***** DATASET *****
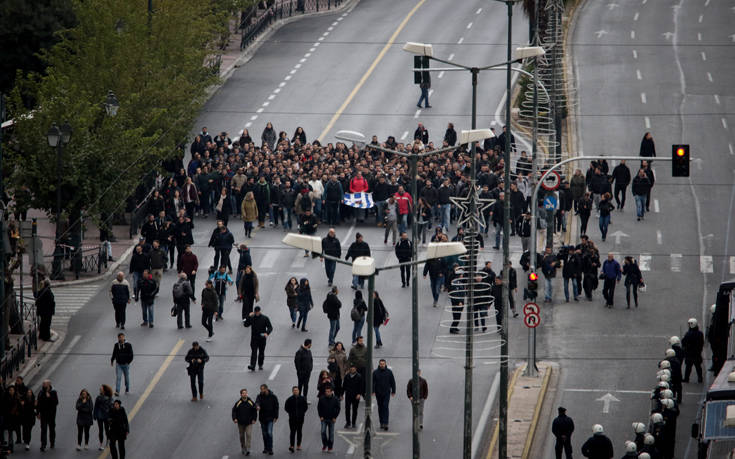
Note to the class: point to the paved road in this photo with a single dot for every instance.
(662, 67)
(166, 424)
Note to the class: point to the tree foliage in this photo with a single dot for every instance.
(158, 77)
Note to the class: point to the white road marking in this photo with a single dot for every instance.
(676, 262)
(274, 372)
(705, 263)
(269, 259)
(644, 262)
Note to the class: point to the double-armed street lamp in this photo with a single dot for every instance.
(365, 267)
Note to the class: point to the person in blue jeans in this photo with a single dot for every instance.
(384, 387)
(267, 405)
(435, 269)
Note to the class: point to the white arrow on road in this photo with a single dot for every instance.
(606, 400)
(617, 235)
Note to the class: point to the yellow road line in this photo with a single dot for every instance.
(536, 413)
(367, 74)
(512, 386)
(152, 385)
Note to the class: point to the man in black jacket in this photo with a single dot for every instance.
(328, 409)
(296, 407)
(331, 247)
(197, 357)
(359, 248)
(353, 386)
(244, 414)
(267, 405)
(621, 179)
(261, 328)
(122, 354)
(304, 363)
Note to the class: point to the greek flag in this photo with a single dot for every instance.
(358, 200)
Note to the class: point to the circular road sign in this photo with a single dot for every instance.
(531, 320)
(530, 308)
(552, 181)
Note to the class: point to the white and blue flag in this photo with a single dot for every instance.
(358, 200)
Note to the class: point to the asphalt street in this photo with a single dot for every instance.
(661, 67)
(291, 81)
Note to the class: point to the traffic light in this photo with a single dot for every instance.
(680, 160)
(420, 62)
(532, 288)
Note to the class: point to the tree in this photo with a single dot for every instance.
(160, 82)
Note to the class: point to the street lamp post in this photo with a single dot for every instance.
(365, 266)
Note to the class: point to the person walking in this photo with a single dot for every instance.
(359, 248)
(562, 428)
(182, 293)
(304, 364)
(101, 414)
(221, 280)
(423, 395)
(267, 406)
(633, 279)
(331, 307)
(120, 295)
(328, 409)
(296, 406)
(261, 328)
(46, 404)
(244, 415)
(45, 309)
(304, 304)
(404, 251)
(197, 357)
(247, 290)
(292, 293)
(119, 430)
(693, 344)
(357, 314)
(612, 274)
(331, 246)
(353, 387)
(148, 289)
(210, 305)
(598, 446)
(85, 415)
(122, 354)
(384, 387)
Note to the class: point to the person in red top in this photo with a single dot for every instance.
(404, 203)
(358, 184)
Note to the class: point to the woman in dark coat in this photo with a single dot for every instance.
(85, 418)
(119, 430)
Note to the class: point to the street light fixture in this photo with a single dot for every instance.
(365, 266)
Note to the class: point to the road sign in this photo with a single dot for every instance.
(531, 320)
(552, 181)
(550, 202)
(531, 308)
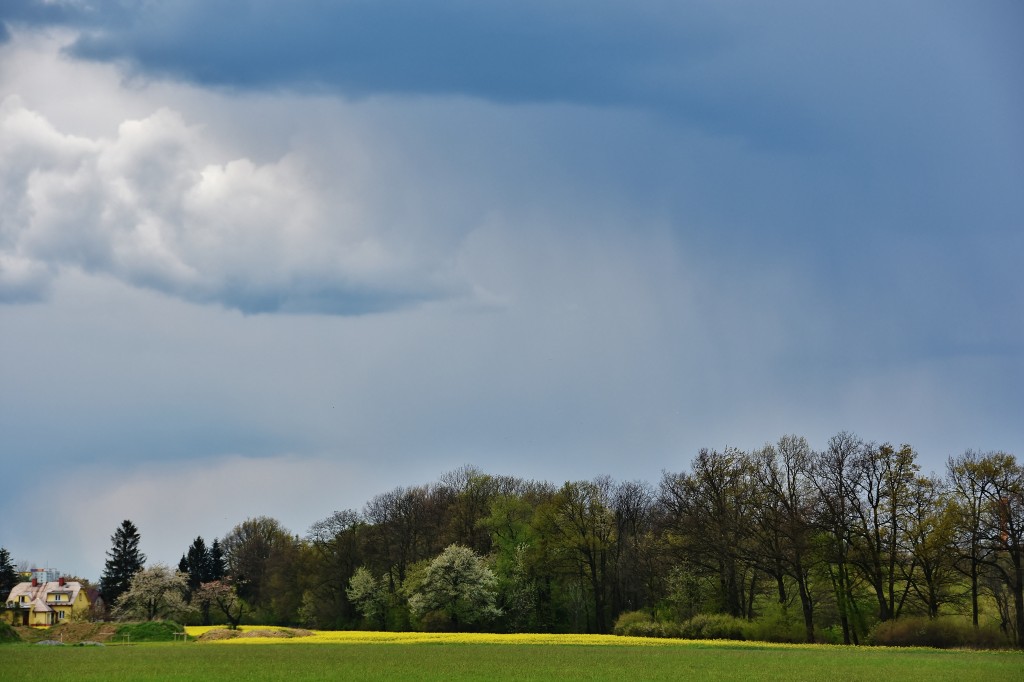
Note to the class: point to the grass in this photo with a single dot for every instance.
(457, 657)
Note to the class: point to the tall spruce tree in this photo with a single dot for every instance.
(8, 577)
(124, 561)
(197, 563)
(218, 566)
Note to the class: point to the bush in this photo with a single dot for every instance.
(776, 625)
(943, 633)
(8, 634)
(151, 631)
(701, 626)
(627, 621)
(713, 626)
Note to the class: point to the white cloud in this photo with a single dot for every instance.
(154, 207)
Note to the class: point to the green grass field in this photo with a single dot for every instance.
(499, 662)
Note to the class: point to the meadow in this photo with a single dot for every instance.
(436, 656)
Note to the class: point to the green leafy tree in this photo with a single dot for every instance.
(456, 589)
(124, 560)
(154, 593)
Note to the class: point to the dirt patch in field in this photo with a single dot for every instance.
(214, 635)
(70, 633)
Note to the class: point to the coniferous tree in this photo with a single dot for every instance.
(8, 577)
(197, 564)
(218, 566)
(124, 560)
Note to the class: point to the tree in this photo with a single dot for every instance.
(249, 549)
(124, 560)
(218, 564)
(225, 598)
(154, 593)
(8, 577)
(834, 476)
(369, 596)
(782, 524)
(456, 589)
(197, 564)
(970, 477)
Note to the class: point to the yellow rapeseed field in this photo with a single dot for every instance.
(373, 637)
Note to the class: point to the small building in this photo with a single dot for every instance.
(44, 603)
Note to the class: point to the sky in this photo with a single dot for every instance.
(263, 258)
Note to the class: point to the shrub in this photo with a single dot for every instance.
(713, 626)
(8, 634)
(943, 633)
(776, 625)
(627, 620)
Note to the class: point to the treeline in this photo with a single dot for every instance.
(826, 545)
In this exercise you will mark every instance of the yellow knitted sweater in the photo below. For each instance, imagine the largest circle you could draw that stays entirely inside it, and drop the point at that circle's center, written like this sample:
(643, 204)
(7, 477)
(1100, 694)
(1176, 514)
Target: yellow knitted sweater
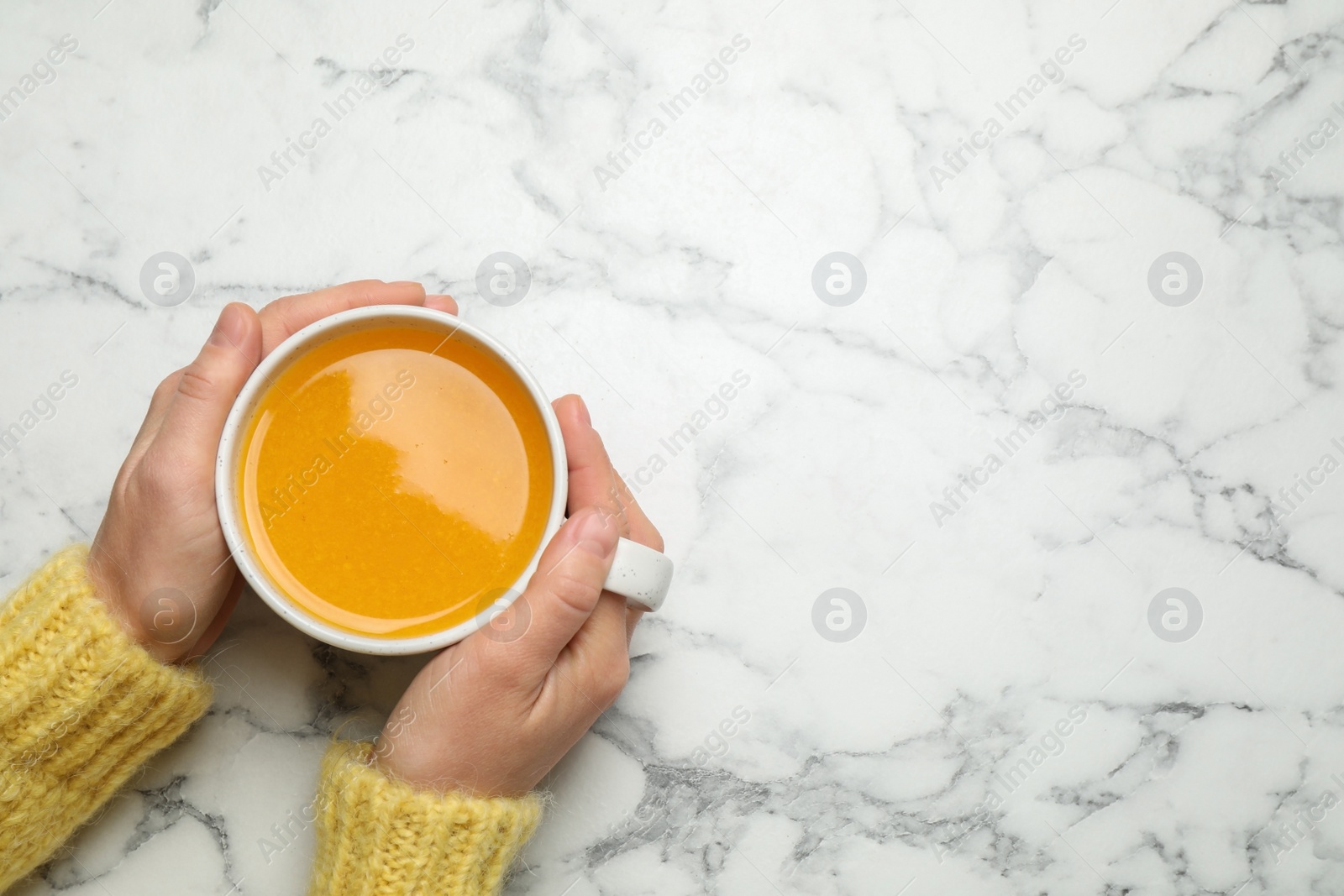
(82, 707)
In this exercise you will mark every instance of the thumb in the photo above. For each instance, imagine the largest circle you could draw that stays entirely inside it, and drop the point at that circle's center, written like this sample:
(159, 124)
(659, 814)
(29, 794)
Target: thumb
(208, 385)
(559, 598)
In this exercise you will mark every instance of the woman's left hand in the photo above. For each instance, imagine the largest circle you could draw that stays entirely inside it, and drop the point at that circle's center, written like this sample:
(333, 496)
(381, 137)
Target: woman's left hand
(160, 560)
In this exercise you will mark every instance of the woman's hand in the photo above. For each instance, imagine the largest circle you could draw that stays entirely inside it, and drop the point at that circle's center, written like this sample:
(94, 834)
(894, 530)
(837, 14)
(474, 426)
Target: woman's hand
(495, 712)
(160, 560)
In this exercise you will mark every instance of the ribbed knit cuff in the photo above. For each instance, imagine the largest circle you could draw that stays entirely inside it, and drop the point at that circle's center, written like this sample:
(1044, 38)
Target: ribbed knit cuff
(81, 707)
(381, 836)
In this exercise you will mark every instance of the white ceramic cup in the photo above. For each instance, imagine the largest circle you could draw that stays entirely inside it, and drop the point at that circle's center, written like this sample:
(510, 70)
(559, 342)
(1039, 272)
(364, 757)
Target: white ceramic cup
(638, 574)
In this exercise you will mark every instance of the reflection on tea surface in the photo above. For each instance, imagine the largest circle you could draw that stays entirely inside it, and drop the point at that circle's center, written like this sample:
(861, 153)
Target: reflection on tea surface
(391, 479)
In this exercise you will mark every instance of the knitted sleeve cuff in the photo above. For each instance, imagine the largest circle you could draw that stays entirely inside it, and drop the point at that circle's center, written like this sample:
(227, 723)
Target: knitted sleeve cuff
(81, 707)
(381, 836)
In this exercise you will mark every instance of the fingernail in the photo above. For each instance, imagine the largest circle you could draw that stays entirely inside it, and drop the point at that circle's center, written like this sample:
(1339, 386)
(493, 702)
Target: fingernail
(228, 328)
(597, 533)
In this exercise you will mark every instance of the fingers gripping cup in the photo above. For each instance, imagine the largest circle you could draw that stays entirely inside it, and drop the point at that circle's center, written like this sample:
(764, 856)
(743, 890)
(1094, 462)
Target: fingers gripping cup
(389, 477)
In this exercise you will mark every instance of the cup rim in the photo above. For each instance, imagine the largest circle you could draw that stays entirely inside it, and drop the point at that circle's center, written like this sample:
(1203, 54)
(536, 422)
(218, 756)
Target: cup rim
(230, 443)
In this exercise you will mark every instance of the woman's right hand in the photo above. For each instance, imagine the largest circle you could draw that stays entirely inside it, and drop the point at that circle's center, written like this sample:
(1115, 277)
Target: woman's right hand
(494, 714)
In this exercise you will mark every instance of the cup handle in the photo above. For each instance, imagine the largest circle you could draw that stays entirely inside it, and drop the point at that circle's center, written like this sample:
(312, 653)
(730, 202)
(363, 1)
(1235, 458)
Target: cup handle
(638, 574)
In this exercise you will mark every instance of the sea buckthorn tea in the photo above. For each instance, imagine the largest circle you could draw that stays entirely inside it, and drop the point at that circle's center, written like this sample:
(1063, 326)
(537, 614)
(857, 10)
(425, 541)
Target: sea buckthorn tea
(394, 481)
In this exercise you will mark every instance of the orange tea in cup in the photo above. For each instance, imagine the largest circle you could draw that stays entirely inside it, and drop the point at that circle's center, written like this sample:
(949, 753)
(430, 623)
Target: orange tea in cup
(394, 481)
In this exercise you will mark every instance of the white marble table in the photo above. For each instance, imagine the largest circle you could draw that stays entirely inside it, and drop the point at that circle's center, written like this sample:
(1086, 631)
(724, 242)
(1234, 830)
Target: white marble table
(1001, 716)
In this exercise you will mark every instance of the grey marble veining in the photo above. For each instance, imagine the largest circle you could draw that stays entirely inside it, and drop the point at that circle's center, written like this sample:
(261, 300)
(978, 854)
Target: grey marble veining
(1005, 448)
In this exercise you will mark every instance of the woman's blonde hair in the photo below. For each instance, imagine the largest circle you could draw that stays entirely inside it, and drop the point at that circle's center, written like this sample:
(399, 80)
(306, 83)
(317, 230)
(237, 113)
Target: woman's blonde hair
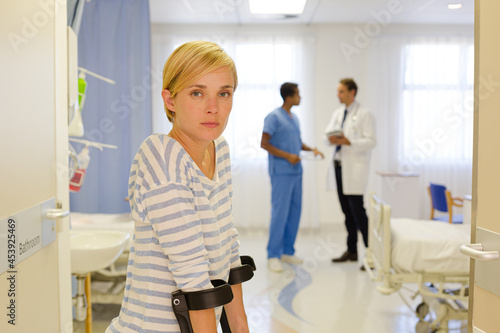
*****
* [SET PROBLEM]: Copy only this, please: the line with "In this exercise you will mark every instance of the sea" and every line after it through the end of the data, with no pictures.

* [RESULT]:
In this exercise you will mark every instance of the sea buckthorn tea in the photo above. For each instance, imagine the largest circle you could draw that stays entirely inside it, and drop the point at that circle's center, written like this sample:
(1063, 326)
(537, 614)
(857, 10)
(425, 541)
Target: sea buckthorn tea
(394, 481)
In this exercise you will mark every instance of the orange tea in cup in the photo above. For each instance, imagine the largest circle you could draw that stays entirely inside it, and drop the point at that circle's center, written like this sample:
(949, 753)
(430, 623)
Target: orange tea in cup
(394, 481)
In this exercise you will mark every instance of the white marble table in the photo above. For each instance, imagine the largest circle you could draw that stays entirely inside it, and drop the point at that circle's center, written like this sample:
(1086, 631)
(724, 242)
(1234, 830)
Target: white marble table
(1001, 716)
In this exercise you will mark every instance of the grey marble veining in the photo above. For each instance, imagine the largest circle you could draw that stays entirely inside it, and drop the point at that circle's center, written like this sample:
(261, 300)
(978, 854)
Target: grey marble veining
(1005, 448)
In this exercise you will mark every instance of the woman's blonde hair in the photo below. For each instance, imagine the largest circle you could draw that stays entirely inside it, and drop the point at that circle's center, written like this sample:
(399, 80)
(306, 83)
(317, 230)
(237, 113)
Target: woman's blonde hair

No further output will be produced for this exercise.